Please find the line that holds "Would you mind pointing out the ruffled" below and reproduce it, along with every line after it through the end, exactly and without pictures.

### Entries provided
:::
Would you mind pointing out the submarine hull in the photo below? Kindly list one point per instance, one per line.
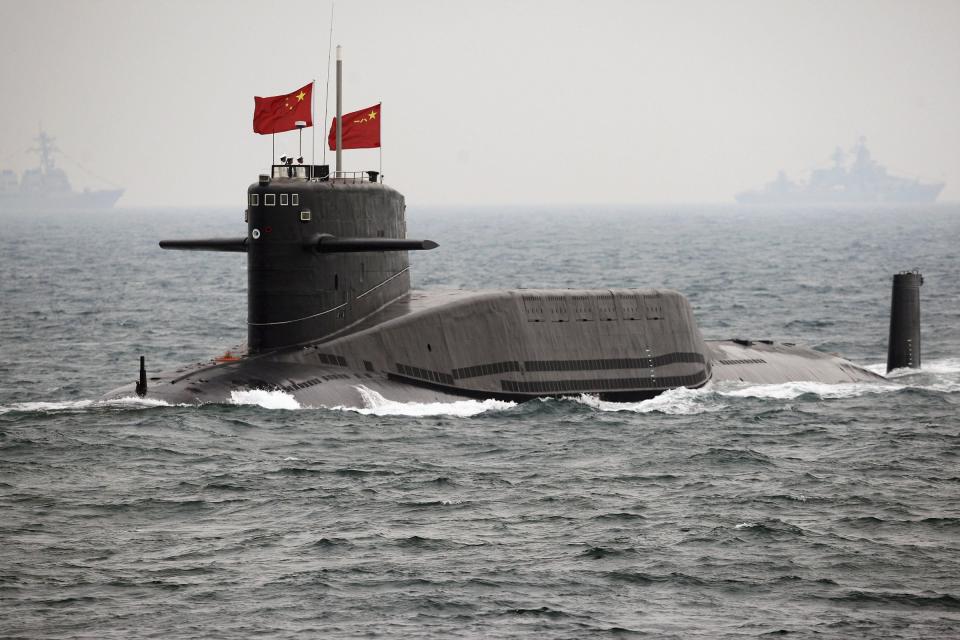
(619, 344)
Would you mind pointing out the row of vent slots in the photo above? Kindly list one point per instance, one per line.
(424, 374)
(294, 199)
(578, 365)
(582, 304)
(608, 384)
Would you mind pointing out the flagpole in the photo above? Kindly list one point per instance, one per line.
(313, 129)
(381, 141)
(326, 95)
(339, 109)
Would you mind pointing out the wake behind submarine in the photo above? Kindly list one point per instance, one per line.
(331, 317)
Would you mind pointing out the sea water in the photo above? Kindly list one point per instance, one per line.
(802, 509)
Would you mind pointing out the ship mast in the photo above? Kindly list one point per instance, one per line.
(46, 150)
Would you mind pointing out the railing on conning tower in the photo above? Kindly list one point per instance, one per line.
(322, 172)
(356, 176)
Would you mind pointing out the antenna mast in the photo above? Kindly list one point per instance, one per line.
(339, 108)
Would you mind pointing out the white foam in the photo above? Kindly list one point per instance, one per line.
(81, 405)
(264, 398)
(375, 404)
(791, 390)
(680, 401)
(936, 375)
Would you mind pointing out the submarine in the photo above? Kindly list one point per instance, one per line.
(332, 319)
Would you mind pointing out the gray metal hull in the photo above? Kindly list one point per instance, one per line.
(513, 345)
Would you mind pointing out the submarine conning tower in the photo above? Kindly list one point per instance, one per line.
(323, 253)
(297, 292)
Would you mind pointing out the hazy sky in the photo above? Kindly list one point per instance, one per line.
(488, 102)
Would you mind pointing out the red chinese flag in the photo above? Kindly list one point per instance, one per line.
(281, 113)
(361, 129)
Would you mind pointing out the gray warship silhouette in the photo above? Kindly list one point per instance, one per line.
(332, 320)
(47, 188)
(864, 181)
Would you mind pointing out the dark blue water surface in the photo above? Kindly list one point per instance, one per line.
(803, 510)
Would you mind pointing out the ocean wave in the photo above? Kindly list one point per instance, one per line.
(791, 390)
(264, 398)
(375, 404)
(82, 405)
(680, 401)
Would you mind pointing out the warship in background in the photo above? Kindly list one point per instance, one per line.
(47, 188)
(862, 182)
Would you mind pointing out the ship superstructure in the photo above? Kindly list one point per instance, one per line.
(861, 180)
(46, 187)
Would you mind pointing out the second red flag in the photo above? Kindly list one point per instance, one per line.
(361, 129)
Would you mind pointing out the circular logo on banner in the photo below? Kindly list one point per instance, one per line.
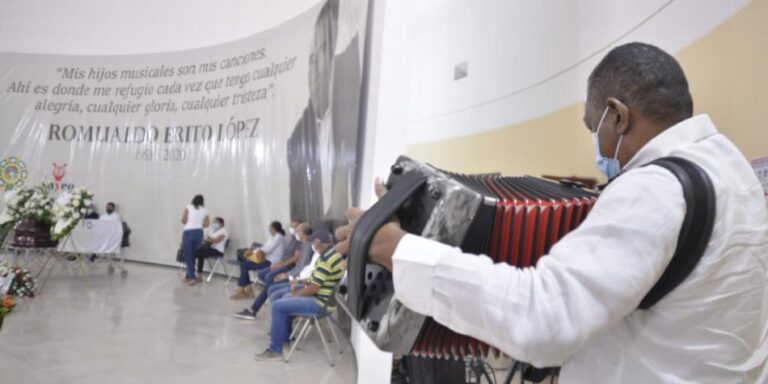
(13, 173)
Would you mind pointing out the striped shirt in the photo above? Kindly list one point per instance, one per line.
(327, 275)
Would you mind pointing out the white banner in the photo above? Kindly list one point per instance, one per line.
(265, 128)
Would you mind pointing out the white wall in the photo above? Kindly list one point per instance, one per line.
(386, 129)
(98, 27)
(529, 58)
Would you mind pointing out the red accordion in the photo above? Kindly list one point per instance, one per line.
(514, 220)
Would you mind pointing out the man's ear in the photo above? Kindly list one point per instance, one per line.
(620, 117)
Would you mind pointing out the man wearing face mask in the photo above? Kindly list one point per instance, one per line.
(213, 245)
(314, 298)
(110, 214)
(279, 279)
(577, 308)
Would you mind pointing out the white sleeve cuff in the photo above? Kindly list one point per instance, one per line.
(412, 271)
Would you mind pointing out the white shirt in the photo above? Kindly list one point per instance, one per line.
(114, 216)
(306, 272)
(221, 244)
(195, 217)
(577, 307)
(273, 248)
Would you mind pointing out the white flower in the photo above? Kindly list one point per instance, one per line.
(10, 195)
(5, 217)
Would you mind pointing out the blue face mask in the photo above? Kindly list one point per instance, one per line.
(609, 167)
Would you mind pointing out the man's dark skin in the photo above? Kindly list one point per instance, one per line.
(637, 130)
(310, 289)
(291, 260)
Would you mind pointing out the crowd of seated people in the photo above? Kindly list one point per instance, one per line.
(273, 251)
(299, 271)
(300, 280)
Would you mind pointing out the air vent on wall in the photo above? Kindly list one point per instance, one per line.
(460, 71)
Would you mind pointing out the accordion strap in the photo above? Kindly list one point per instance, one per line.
(696, 230)
(365, 229)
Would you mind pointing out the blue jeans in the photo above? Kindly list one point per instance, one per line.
(191, 241)
(277, 291)
(268, 277)
(245, 266)
(282, 312)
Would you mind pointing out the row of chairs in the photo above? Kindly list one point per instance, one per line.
(303, 325)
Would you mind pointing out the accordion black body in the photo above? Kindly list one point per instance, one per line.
(514, 220)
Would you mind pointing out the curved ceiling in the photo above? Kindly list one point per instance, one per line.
(97, 27)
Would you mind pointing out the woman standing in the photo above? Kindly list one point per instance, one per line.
(260, 258)
(195, 218)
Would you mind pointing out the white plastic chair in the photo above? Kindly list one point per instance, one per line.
(305, 325)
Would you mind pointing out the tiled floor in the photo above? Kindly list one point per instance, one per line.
(148, 328)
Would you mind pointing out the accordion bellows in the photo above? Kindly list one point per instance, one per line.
(514, 220)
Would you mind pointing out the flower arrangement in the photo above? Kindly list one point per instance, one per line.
(33, 203)
(16, 281)
(68, 209)
(6, 306)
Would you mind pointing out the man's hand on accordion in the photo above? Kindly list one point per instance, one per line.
(384, 242)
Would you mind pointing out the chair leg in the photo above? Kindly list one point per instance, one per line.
(325, 343)
(213, 268)
(298, 326)
(333, 334)
(304, 331)
(229, 276)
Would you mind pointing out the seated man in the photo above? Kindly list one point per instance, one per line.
(213, 245)
(313, 299)
(110, 213)
(280, 278)
(291, 253)
(261, 258)
(91, 213)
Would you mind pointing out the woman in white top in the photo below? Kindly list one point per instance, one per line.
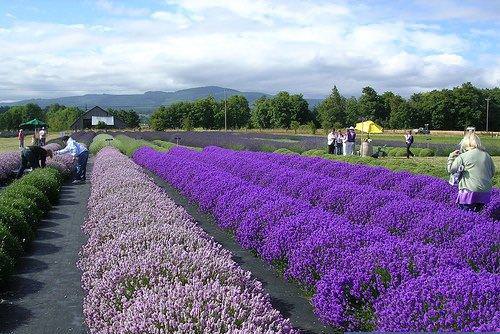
(331, 142)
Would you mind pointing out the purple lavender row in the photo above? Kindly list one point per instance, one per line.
(148, 268)
(313, 244)
(415, 186)
(403, 217)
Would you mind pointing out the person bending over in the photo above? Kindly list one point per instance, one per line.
(34, 157)
(477, 169)
(80, 153)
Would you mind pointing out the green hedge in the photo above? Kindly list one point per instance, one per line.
(99, 142)
(163, 144)
(22, 205)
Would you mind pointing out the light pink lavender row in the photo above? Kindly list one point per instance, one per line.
(148, 268)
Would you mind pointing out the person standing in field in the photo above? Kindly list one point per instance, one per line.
(20, 137)
(338, 142)
(331, 141)
(350, 141)
(409, 142)
(43, 136)
(34, 157)
(80, 153)
(476, 170)
(35, 140)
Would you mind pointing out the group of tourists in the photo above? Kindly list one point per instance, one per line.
(35, 156)
(471, 168)
(342, 143)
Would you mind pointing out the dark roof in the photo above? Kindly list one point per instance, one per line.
(93, 109)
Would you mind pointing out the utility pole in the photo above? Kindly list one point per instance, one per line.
(225, 111)
(487, 112)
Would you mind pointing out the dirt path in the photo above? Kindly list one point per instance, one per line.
(285, 296)
(45, 295)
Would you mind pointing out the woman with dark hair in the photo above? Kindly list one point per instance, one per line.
(80, 153)
(34, 157)
(408, 142)
(473, 168)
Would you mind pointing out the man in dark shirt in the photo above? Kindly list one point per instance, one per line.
(33, 156)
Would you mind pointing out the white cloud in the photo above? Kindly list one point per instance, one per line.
(177, 19)
(114, 9)
(300, 46)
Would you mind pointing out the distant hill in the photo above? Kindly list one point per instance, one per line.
(147, 102)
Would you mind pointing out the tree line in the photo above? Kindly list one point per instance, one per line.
(208, 113)
(445, 109)
(58, 117)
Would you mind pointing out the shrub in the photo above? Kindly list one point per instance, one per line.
(47, 180)
(99, 142)
(9, 243)
(26, 207)
(29, 192)
(6, 265)
(163, 144)
(16, 223)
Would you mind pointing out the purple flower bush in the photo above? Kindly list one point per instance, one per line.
(353, 244)
(451, 300)
(148, 268)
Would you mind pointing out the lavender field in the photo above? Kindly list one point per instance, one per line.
(365, 248)
(378, 250)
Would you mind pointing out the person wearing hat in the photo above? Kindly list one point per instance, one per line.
(80, 153)
(34, 157)
(43, 136)
(20, 137)
(339, 138)
(350, 141)
(331, 142)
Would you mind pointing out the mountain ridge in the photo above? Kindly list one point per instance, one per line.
(147, 101)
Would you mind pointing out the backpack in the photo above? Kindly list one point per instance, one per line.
(457, 176)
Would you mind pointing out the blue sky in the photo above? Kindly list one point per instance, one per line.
(58, 48)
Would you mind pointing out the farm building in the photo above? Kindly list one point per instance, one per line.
(95, 115)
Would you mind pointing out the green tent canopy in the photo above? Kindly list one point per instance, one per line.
(33, 124)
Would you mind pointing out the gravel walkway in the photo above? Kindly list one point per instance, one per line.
(45, 295)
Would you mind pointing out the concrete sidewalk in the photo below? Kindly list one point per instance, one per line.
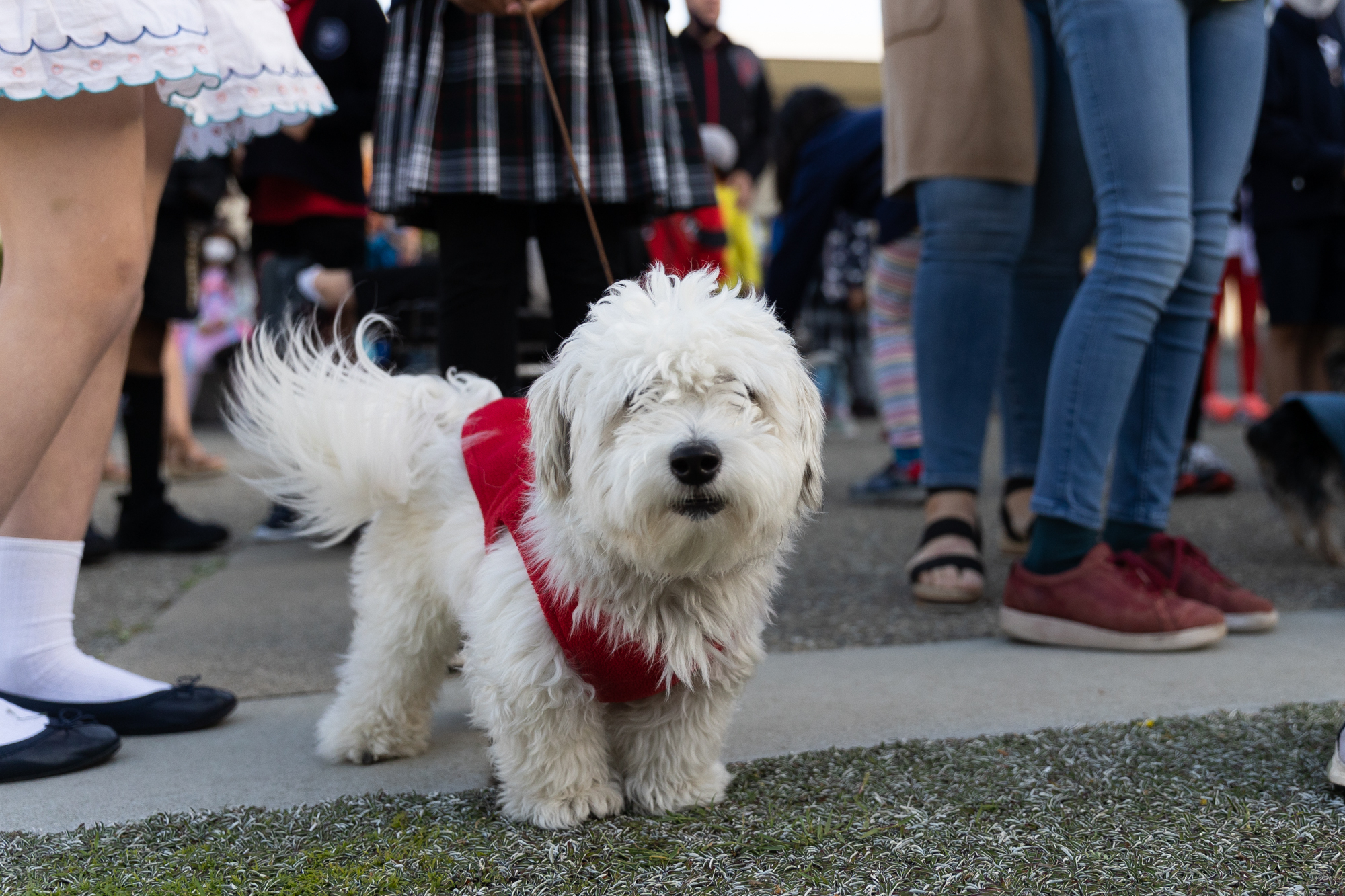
(264, 756)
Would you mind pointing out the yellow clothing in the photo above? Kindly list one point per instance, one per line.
(740, 255)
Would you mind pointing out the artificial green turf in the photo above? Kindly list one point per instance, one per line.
(1225, 803)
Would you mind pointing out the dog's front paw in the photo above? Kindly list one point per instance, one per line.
(365, 739)
(660, 797)
(567, 811)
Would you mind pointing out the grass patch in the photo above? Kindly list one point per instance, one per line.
(1223, 803)
(201, 572)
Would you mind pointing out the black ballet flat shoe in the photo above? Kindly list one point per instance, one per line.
(71, 741)
(186, 706)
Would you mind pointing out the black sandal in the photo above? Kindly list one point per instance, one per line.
(948, 594)
(1012, 541)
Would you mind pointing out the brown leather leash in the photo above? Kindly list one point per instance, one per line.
(566, 138)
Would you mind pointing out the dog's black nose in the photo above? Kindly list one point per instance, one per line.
(695, 463)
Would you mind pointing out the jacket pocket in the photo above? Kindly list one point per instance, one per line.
(905, 19)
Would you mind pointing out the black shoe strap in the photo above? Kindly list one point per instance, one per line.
(957, 561)
(952, 526)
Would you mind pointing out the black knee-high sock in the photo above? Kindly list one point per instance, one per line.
(1058, 545)
(145, 421)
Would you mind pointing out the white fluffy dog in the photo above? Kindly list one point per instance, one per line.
(677, 450)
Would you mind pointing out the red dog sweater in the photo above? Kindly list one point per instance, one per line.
(501, 469)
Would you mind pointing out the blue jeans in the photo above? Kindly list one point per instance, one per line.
(999, 268)
(1168, 107)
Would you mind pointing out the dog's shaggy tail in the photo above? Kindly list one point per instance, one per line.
(345, 438)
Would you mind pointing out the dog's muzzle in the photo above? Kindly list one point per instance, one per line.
(696, 464)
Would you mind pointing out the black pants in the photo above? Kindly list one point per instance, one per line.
(485, 268)
(385, 290)
(332, 243)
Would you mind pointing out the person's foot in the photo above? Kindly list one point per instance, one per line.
(192, 460)
(1106, 602)
(1203, 473)
(1253, 408)
(1187, 571)
(1016, 522)
(184, 706)
(157, 525)
(34, 745)
(282, 525)
(1218, 408)
(948, 568)
(894, 485)
(1336, 768)
(98, 546)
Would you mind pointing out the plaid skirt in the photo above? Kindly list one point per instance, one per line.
(463, 108)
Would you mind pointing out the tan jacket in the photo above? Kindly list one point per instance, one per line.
(957, 92)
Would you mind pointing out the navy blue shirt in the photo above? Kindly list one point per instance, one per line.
(839, 169)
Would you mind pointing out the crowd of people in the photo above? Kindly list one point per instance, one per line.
(1038, 220)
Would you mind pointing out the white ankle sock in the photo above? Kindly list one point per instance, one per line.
(20, 724)
(38, 654)
(307, 284)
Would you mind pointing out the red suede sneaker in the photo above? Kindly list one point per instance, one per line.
(1186, 569)
(1106, 602)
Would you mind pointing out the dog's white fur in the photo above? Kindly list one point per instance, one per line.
(656, 365)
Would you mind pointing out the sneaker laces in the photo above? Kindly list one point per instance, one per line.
(1140, 572)
(1184, 552)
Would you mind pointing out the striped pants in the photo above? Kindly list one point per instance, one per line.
(892, 280)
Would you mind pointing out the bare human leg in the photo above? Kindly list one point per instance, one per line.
(72, 210)
(83, 274)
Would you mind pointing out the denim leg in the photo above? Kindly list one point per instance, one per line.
(974, 232)
(1227, 57)
(1047, 276)
(1129, 69)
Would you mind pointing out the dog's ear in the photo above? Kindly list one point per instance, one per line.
(551, 440)
(812, 434)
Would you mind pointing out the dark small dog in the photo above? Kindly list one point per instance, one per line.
(1303, 473)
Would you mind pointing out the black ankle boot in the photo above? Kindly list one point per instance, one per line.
(149, 522)
(153, 524)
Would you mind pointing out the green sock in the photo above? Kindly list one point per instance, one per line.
(1128, 536)
(1058, 545)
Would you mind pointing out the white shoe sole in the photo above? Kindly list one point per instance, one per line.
(1336, 770)
(1063, 633)
(1245, 623)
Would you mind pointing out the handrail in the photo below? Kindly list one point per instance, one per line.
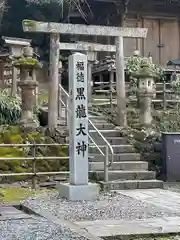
(100, 134)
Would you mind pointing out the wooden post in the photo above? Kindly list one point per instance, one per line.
(120, 84)
(53, 81)
(111, 90)
(34, 77)
(164, 95)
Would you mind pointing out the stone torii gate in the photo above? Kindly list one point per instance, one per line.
(55, 29)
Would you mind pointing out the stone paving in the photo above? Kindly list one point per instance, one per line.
(117, 214)
(134, 212)
(106, 228)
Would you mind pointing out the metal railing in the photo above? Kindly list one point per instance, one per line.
(107, 146)
(33, 147)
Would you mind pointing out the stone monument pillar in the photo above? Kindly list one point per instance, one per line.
(27, 64)
(79, 187)
(146, 91)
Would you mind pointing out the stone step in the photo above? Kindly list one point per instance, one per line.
(121, 157)
(131, 184)
(111, 140)
(117, 140)
(107, 133)
(116, 148)
(124, 175)
(99, 166)
(101, 126)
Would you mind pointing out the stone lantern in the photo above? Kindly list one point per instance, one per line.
(27, 65)
(145, 91)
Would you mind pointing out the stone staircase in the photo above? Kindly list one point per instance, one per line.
(128, 170)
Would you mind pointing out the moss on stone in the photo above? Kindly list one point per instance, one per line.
(30, 23)
(27, 61)
(17, 135)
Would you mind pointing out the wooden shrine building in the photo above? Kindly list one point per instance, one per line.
(161, 17)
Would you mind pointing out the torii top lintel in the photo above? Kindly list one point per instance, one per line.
(80, 29)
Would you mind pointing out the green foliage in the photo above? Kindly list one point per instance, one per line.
(14, 134)
(10, 108)
(133, 65)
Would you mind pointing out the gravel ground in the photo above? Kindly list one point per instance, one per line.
(35, 229)
(109, 206)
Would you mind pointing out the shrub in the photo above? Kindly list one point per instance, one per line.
(10, 108)
(14, 134)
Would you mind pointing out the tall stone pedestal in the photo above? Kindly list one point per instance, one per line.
(27, 117)
(79, 187)
(145, 100)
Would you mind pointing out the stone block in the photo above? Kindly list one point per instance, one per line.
(79, 192)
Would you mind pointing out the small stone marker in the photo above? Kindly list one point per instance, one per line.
(79, 188)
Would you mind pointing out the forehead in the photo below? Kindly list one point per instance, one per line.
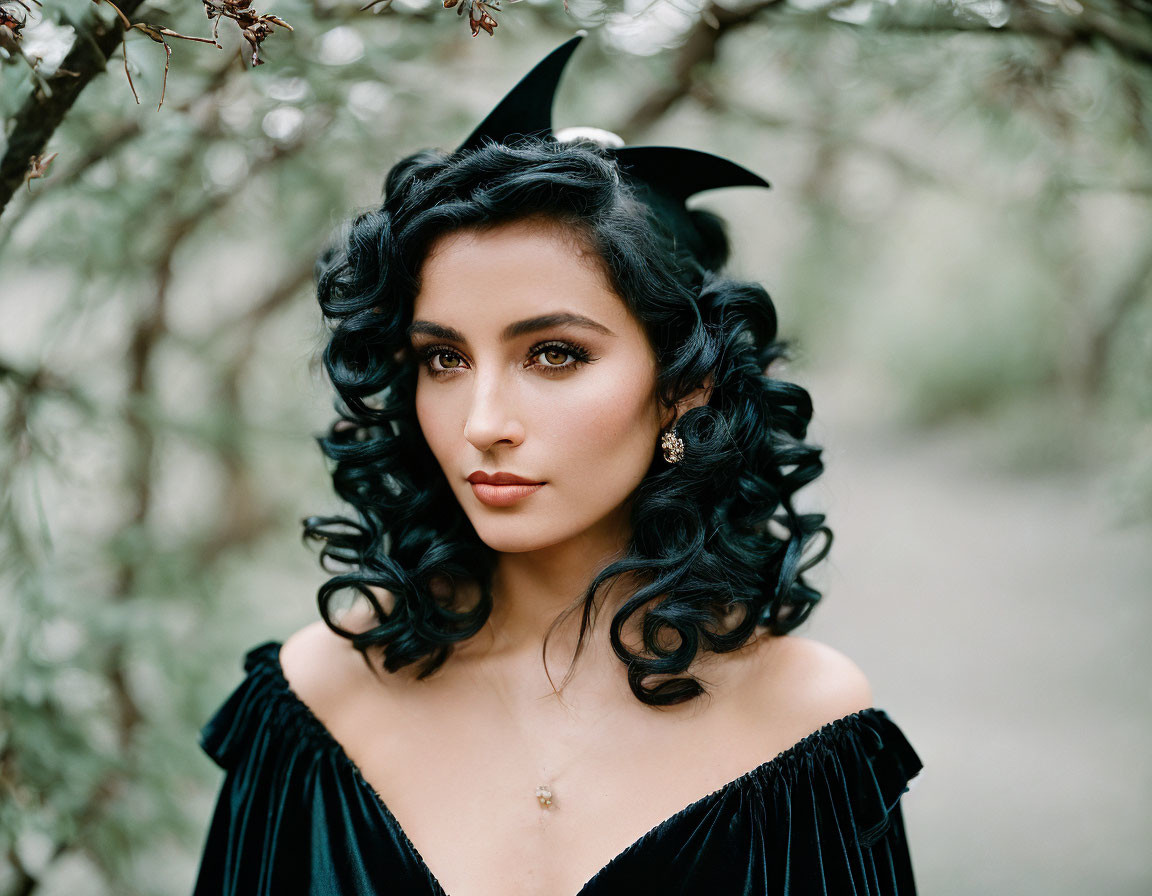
(515, 271)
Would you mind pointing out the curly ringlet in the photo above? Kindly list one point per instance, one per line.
(715, 537)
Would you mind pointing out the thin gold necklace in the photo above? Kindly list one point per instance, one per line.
(545, 794)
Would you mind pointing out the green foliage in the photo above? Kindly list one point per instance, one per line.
(959, 203)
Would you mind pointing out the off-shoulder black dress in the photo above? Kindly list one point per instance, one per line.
(296, 817)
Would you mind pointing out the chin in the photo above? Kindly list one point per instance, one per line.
(516, 536)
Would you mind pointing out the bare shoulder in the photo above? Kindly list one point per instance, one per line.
(324, 668)
(806, 683)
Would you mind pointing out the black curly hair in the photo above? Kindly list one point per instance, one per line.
(713, 537)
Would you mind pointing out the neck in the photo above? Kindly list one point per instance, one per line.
(531, 590)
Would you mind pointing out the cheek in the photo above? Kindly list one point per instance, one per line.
(436, 418)
(609, 420)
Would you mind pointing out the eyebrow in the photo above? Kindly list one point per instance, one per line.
(513, 331)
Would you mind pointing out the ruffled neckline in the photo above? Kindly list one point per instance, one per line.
(267, 657)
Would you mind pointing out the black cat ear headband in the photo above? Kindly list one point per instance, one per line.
(665, 175)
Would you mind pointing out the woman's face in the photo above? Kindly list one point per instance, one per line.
(532, 366)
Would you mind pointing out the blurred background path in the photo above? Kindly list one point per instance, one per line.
(1005, 624)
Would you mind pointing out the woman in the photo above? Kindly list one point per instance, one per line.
(561, 441)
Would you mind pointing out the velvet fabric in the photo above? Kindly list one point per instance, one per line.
(295, 815)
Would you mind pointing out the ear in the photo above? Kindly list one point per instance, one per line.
(696, 399)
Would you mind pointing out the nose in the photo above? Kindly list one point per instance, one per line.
(491, 418)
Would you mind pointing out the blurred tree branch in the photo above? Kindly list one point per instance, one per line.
(38, 119)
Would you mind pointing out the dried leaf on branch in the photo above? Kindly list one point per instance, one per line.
(254, 25)
(38, 167)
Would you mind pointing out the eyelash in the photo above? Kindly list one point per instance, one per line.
(578, 356)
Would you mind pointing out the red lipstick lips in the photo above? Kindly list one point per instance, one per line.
(501, 490)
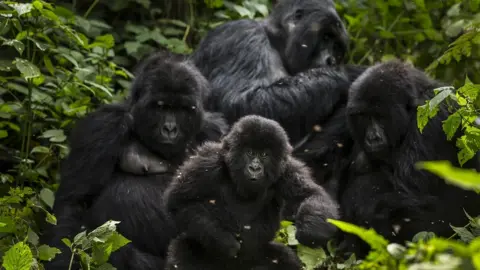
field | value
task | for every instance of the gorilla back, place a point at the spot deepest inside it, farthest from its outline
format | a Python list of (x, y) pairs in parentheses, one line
:::
### Answer space
Would you mind pointing out the ruffled neckline in the photo above? Kindly list one point per instance, one per line.
(267, 657)
Would you mind pointing out the black cat ear headband in the photo above? Kindly list one point per instance, one per line.
(665, 175)
Would you mind pointing out the woman's face in the photo above? Kindly list one point per instance, one per line.
(532, 366)
Would you mind pointing out the blurred background path in the photo above? Kindly list one point per instance, one per line.
(1005, 624)
Would you mind pointing out the woman in the photo above? Kindly list one point per instance, one per line.
(561, 441)
Would you mind pointing out the velvet fabric in the photo above? Kindly list one point per instance, one per line.
(295, 815)
Would you mind pointing out the ear in the photo above? Kindly list one point per instance, one per line.
(696, 399)
Would you mind pointing out the nose in the photo above? Kindly list one point per instance, one per line.
(491, 418)
Would you mind pointing out the blurred tree branch in the photo above? Kindly list one point per instance, one per line.
(38, 119)
Would you mind pointing out the dried leaf on branch in the photo above? Kindly list one point per instance, one per line.
(254, 25)
(38, 167)
Would you mind pointing out the eyelash in the photo above? Kindly list one point per instance, one per line.
(578, 356)
Would you mind pointing out the red lipstick lips in the photo above? Kindly list one point per instance, one per line.
(501, 490)
field | value
task | for every instance of the gorilla back, place a point at the spot deepest inside it, farthest from its outline
format | a Python list of (x, y) pairs in parentheses, one line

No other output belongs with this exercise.